→ **SELECTED PASSAGE**
(begin)

Jack Blanchard: A Man Called Potso

Thousands of intelligent good-looking readers.

POTSO

Potso lived in the gray shingle house two doors up the street from me. 
His real name was Robert Stanley. 
I don’t know how he got the nickname “Potso”. 
He was Potso when I got there. 
He was a couple of years younger than the rest of us kids, 
and not very good at sports, 
but he tried.

His cheeks were red, and his nose ran a lot,
especially in the winter.
It’s hard to be cool when your nose is running.

I don’t know who tagged him with “Potso”,
but I don’t think any of us meant it in a mean way.
Mr. Pennell, a neighborhood dad, made a rock garden in his backyard,
and decorated it with cement imitation stones.
Each stone was engraved with the name of one of us kids.
“Potso” was there in a place of honor.

I can tell you this: If anybody picked on our “Potso”,
they’d have to deal with us.

As a couple of years went by,
Potso began suggesting that we call him Robert.
I think it was his mother’s idea.
She was a pretty and intelligent lady, 
but I didn’t realize that until later.
We tried to remember to call him Robert,
but habits are hard to break.

(end)

→ **SOURCE MATERIAL**
(begin)

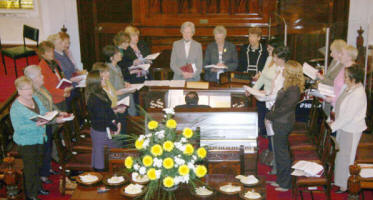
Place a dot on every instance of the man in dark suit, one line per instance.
(191, 101)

(end)

→ **THE TASK**
Resume the memoir about the neighborhood boy called Potso, writing on from its last sentence in the same plain, short-line style.

→ **EXERCISE RESPONSE**
Robert’s father was everybody’s handyman,
doing simple chores up and down the street.
My parents said he was “shell-shocked”.
He was a sweet, childlike man, who smiled, but never talked much.
He walked with a slightly unsure gait.
The Stanley’s were the object of quiet sympathy.
Sympathy can hurt.

One day we were all shocked to hear that Mr. Stanley had died.
Kids aren’t used to death.
I don’t remember when Robert and his mother moved away.

A few years later,
I got a Christmas season job jumping on and off a delivery truck
while the driver sat in the warm cab,
smoking cigars and drinking something 
from a bottle he carried in a paper bag.

One cold afternoon, we were delivering in a section of town
that was a step or two classier than where I lived.

I went up the porch steps of the two-story brick house,
and rang the upstairs doorbell.
Robert Stanley answered the door.
He looked different.

I think he was on his way out
because he was wearing expensive looking clothes,
with a camel hair fingertip length topcoat.
He still had the rosy cheeks, but his nose wasn’t running.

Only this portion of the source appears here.